ABOUT THIS EXERCISE
From the listing that follows, count the lines including "fabric" and give the number alone.

ENTRIES PROVIDED
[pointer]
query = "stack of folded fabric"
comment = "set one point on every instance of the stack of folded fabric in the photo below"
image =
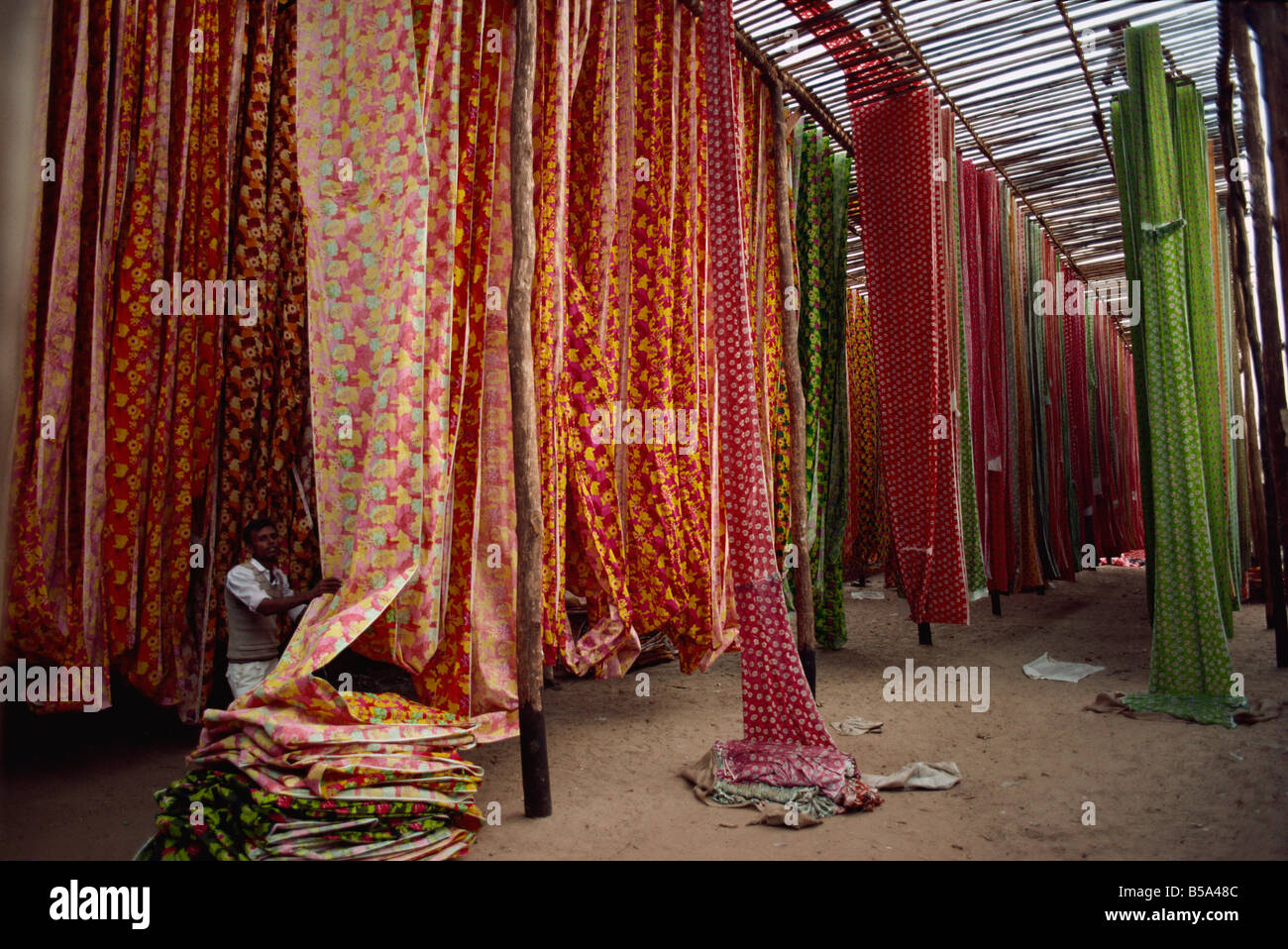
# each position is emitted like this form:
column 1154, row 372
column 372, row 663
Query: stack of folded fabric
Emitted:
column 814, row 781
column 655, row 649
column 391, row 789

SOLUTION FOR THIS EXERCISE
3